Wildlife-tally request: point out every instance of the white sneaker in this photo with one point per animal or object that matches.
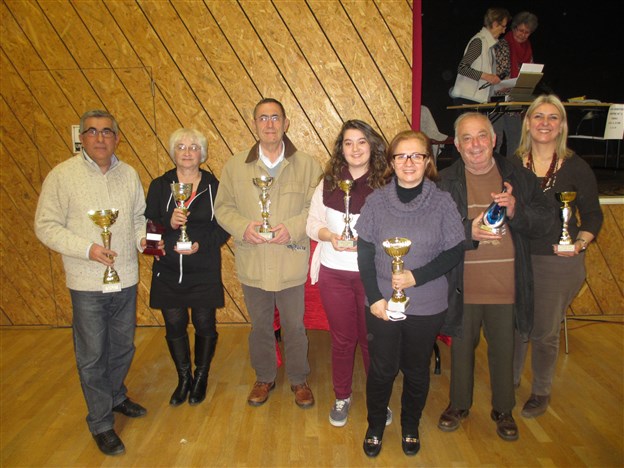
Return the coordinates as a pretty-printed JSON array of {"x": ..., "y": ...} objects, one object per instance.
[
  {"x": 389, "y": 417},
  {"x": 340, "y": 412}
]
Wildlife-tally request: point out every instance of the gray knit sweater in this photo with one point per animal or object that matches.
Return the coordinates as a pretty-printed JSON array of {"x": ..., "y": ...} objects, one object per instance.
[
  {"x": 69, "y": 191},
  {"x": 431, "y": 221}
]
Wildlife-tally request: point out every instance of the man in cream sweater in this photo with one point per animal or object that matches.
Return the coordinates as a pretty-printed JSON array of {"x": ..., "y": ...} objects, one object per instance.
[{"x": 103, "y": 322}]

______________________________

- GIVEN REQUEST:
Write out every line of the records above again, requests included, but leave out the pictures. Multiply each x and y coordinate in the answers by 2.6 and round it to a whole number, with halves rounded up, keeping all other text the same.

- RESULT BELOW:
Wildlife-tally request: point out every instance of the white sneaker in this photo with one point per animal or object that matches.
Return the coordinates as a pretty-printed JSON array of {"x": ..., "y": ...} objects, one object per instance.
[
  {"x": 1011, "y": 1084},
  {"x": 884, "y": 1071}
]
Wildlife-tally request: point out every instance of the gray knit sweater in this photo with one point per animal or object that matches.
Return the coordinates as a pretty-printed JSON array of {"x": ..., "y": ...} objects, one object per instance.
[
  {"x": 179, "y": 497},
  {"x": 1121, "y": 575}
]
Wildlife-tally request: point out every instance of the man in cream sweater in this photo with one point per animal or object that matches.
Return the coordinates as a pretty-printed JSON array of {"x": ..., "y": ...} objects, one object per instance.
[{"x": 268, "y": 837}]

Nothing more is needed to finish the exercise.